**Task to carry out:** Print every one of the entries below without altering a single character.

━━━━━ Input for this task

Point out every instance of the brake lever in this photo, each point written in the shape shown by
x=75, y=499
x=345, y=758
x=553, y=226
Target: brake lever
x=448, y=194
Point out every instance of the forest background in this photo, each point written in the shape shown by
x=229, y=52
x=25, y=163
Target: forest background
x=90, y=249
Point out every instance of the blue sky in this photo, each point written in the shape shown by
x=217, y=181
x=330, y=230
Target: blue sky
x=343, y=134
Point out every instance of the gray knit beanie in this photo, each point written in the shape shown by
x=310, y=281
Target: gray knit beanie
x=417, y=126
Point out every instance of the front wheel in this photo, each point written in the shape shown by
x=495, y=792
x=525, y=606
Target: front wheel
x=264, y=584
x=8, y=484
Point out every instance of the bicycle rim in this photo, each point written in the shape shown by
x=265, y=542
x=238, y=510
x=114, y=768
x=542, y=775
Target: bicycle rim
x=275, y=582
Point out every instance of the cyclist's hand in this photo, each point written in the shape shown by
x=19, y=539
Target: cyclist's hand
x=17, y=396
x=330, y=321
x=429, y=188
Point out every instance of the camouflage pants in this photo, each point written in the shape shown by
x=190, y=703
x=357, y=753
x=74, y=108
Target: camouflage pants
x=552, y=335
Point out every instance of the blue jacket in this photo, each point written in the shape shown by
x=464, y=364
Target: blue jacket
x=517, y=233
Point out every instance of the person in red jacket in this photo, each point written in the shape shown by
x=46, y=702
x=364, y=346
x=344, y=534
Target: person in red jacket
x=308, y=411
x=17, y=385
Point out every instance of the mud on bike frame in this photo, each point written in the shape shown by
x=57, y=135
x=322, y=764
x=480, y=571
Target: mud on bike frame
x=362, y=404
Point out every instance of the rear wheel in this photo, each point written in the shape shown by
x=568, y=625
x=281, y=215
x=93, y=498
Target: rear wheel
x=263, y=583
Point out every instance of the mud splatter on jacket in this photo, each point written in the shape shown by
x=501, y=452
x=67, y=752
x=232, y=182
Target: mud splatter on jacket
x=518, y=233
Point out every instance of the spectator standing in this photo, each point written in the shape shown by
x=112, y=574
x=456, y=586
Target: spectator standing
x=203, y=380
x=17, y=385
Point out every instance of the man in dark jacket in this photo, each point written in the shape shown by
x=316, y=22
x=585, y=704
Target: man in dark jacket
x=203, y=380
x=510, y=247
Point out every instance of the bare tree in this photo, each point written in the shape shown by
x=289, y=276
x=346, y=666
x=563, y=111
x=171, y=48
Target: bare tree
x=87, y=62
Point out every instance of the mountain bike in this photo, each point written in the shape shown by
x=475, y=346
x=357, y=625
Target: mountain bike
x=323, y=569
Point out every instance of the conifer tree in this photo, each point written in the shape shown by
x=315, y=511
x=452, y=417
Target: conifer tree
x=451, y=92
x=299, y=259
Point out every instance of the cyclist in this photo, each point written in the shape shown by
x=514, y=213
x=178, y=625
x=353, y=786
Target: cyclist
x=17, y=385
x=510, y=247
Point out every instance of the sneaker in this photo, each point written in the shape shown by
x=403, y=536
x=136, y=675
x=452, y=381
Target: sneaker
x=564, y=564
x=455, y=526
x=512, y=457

━━━━━━━━━━

**Task answer:**
Point out every instance of the brake lever in this photo, each point written in the shape shown by
x=75, y=499
x=345, y=758
x=553, y=226
Target: brake lever
x=448, y=194
Point out every instance of the forest background in this photo, each point written in the shape shown by
x=229, y=52
x=25, y=163
Target: forest background
x=90, y=249
Point out every instance of the blue sky in this photo, each point written in the shape shown by
x=217, y=181
x=330, y=230
Target: blue sky
x=343, y=134
Point out every instance of the gray knit beanie in this photo, each point written in the shape shown by
x=310, y=281
Target: gray knit beanie
x=417, y=126
Point out every instance of the front wheel in this photo, each point written in the shape shown by
x=495, y=792
x=525, y=606
Target: front wheel
x=264, y=584
x=8, y=484
Point out every instance of the bicycle rim in this photo, each point written in the shape shown by
x=265, y=542
x=238, y=510
x=114, y=768
x=542, y=775
Target: bicycle rim
x=275, y=582
Point out every instance of the cyclist's hand in this photo, each point written in the shape shown by
x=19, y=539
Target: cyclist's hand
x=17, y=396
x=330, y=321
x=429, y=188
Point out every instance of the camouflage pants in this photo, each point written in the shape shown by
x=190, y=703
x=357, y=753
x=74, y=108
Target: camouflage pants
x=552, y=335
Point out every instance of the blue jacket in this photo, each point written in the shape shown by
x=464, y=364
Target: blue jacket
x=517, y=233
Point out every instance of the person in red jacket in this photo, each point written in the shape shown by
x=46, y=702
x=364, y=346
x=344, y=534
Target: person in red jacket
x=308, y=411
x=17, y=385
Point out every instance of the mud on bike frame in this photo, each point written in the shape shown by
x=57, y=135
x=322, y=764
x=480, y=571
Target: mud on bike frame
x=362, y=404
Point out every instance of the rear wheel in this photo, each point written in the shape shown by
x=568, y=625
x=281, y=215
x=93, y=498
Target: rear wheel
x=263, y=583
Point out every instance of the mud splatter on jacket in this photo, each point written in the shape shown by
x=501, y=452
x=67, y=752
x=232, y=182
Target: mud splatter on jacket
x=518, y=233
Point out every instance of the spectator standing in this photo, each point written in the shape shown by
x=112, y=574
x=456, y=586
Target: spectator standing
x=203, y=380
x=17, y=385
Point out every instance of the man in dark jacket in this photo, each point written in the shape shown by
x=316, y=22
x=585, y=704
Target: man in dark jacket
x=203, y=380
x=510, y=247
Point out every instance of the bare tree in this photo, each point written in the shape shown by
x=289, y=276
x=346, y=666
x=563, y=111
x=171, y=48
Target: bare tree
x=87, y=62
Point out every instance of the mountain bike in this photo, each point written in the shape shown by
x=475, y=346
x=357, y=625
Target: mountain bike
x=323, y=569
Point out every instance of the conifer tree in this photo, each point written in the shape shown by
x=315, y=511
x=452, y=417
Target: conifer tree
x=451, y=92
x=299, y=259
Point out every instance of the cyclist in this photo, each point written in the shape shown by
x=514, y=213
x=178, y=625
x=353, y=786
Target: cyclist
x=17, y=385
x=510, y=247
Point out every instance of the sneaker in this photo, each point written in the shape shown by
x=403, y=536
x=136, y=675
x=452, y=381
Target: sneaker
x=564, y=564
x=455, y=526
x=512, y=457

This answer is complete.